PROBLEM TO SOLVE: Task for the records below: copy exactly, and only, the line containing "of the detergent" and every line after it to the end, with pictures left out.

EXERCISE INPUT:
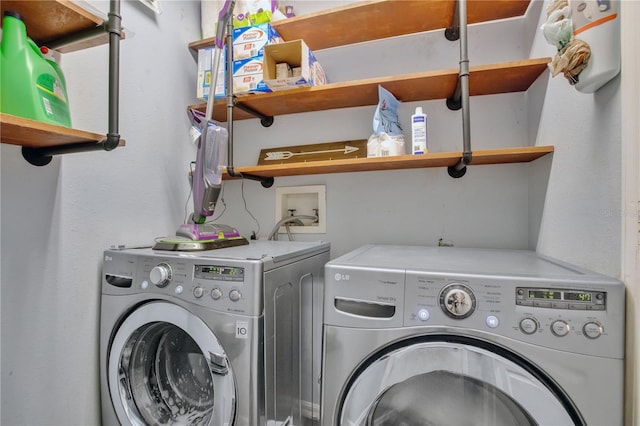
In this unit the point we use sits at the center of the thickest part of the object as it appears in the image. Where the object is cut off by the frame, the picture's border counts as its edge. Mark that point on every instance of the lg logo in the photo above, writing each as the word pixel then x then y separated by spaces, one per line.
pixel 242 330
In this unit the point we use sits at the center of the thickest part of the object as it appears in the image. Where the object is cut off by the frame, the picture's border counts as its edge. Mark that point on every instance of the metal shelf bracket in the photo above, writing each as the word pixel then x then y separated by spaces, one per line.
pixel 43 156
pixel 460 98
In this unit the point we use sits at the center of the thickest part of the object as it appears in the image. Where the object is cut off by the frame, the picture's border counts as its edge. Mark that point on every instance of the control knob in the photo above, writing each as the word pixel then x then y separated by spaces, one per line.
pixel 560 328
pixel 216 293
pixel 592 330
pixel 235 295
pixel 528 325
pixel 160 275
pixel 457 301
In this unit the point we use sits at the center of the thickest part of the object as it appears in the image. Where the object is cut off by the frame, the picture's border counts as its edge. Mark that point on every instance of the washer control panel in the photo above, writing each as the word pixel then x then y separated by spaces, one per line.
pixel 553 298
pixel 228 286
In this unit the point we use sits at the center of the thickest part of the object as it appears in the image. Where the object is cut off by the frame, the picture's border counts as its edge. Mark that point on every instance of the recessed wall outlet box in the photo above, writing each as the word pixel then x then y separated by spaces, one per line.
pixel 310 200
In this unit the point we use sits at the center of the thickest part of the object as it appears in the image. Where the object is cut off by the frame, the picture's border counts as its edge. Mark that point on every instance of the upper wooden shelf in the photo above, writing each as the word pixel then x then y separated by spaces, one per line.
pixel 499 78
pixel 35 134
pixel 438 159
pixel 51 20
pixel 378 19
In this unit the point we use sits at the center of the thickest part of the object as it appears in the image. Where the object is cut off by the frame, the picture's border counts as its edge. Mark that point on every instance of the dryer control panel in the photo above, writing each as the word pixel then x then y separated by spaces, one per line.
pixel 581 319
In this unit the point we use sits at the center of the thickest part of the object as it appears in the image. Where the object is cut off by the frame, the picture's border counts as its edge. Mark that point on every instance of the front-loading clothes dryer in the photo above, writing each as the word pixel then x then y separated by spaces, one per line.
pixel 206 338
pixel 452 336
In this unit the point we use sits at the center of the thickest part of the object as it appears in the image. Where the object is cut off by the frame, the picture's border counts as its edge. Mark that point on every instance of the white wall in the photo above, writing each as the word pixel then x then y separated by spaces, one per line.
pixel 56 220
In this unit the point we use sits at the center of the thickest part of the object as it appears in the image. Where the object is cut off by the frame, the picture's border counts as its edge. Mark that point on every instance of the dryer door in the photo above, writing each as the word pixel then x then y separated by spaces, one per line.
pixel 167 367
pixel 452 382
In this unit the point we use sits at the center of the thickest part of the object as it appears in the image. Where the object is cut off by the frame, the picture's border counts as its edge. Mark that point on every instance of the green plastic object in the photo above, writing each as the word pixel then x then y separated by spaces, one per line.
pixel 31 86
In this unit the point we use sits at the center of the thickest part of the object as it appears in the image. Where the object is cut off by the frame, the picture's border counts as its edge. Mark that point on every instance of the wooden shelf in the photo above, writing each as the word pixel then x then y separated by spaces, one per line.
pixel 49 20
pixel 373 20
pixel 379 19
pixel 35 134
pixel 438 159
pixel 483 80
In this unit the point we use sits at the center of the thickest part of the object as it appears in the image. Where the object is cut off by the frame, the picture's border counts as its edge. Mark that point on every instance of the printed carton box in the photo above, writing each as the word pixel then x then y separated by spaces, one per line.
pixel 297 55
pixel 248 76
pixel 250 41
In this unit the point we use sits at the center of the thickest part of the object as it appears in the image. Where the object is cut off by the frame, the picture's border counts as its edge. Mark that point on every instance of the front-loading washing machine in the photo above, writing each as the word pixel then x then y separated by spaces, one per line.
pixel 454 336
pixel 206 338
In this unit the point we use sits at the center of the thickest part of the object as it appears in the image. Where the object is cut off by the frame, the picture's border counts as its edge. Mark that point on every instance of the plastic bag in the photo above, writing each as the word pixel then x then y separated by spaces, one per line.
pixel 387 138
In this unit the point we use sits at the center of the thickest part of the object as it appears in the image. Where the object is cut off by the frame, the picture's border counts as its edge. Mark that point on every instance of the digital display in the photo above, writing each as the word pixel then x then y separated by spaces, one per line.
pixel 220 273
pixel 579 296
pixel 545 294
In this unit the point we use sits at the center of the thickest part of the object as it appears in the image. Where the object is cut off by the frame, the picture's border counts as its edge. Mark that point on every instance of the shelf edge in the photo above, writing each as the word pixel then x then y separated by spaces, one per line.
pixel 402 162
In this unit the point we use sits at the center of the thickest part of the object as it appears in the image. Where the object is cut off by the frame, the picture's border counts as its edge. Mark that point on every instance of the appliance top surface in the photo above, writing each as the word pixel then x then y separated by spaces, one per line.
pixel 276 251
pixel 471 261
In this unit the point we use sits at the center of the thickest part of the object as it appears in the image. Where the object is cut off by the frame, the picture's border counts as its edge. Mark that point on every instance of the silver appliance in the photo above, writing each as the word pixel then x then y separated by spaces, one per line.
pixel 454 336
pixel 207 338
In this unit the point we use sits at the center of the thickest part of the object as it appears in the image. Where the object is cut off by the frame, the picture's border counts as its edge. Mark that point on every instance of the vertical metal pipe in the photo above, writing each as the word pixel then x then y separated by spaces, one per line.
pixel 115 31
pixel 464 82
pixel 229 93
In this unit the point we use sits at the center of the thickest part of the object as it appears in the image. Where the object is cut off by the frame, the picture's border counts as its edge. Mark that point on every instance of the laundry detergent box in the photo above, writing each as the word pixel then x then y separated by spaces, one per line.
pixel 250 41
pixel 205 63
pixel 298 56
pixel 248 76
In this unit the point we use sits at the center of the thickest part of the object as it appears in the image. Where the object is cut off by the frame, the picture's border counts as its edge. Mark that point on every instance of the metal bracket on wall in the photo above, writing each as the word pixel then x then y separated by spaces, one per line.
pixel 265 120
pixel 43 155
pixel 460 98
pixel 452 33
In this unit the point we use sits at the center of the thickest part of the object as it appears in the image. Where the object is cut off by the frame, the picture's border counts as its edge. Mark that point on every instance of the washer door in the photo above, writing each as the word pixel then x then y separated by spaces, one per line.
pixel 167 367
pixel 451 383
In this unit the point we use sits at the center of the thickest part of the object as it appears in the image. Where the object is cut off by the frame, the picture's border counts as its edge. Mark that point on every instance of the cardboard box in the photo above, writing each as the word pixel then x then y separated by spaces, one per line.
pixel 249 42
pixel 297 54
pixel 248 76
pixel 205 62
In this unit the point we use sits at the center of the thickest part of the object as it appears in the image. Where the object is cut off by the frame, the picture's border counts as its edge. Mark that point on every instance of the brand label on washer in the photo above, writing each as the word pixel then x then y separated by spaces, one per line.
pixel 242 330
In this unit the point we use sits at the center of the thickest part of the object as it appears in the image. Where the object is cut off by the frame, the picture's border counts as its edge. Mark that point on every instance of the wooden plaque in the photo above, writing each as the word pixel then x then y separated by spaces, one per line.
pixel 314 152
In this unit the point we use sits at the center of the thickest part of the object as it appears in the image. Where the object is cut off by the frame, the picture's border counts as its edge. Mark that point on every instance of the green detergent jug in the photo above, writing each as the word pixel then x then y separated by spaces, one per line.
pixel 30 86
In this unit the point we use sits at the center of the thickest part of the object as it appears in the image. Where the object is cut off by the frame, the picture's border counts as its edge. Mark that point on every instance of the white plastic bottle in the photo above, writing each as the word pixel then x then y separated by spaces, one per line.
pixel 419 132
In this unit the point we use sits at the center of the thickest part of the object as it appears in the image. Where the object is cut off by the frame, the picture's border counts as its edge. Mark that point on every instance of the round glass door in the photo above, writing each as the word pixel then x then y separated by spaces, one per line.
pixel 447 383
pixel 166 367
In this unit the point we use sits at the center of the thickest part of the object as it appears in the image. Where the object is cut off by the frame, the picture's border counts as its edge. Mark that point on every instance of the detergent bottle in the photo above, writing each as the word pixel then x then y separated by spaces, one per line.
pixel 30 85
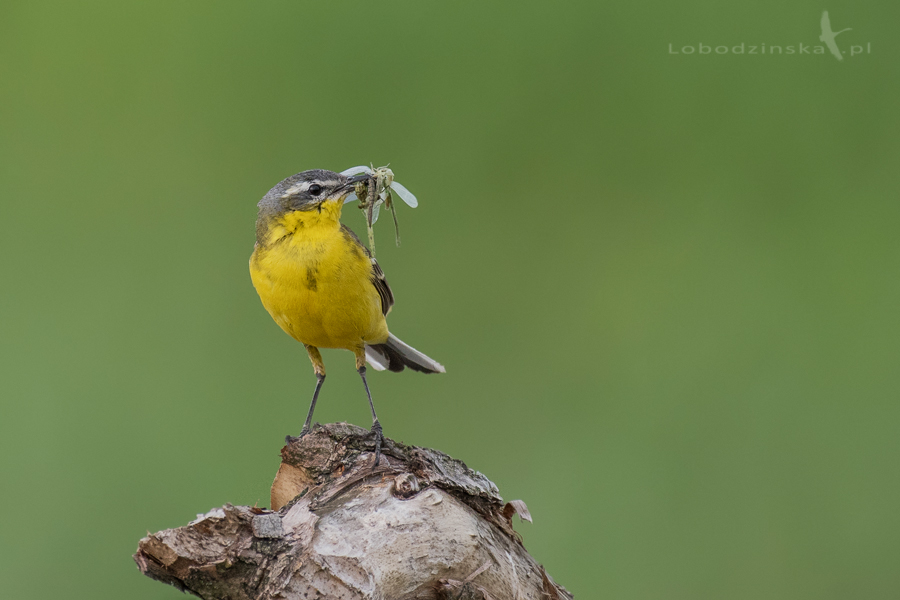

TASK OUTPUT:
In this unit the point we use sits at the center of the thickest part of the object as it appears in the image. Where the object is cut off by the frame, the picture's border counts as its edge. Mark that point on every instance of the detergent bottle in the photo above, writing each as the word pixel then x then y separated by spaces, one per line.
pixel 30 85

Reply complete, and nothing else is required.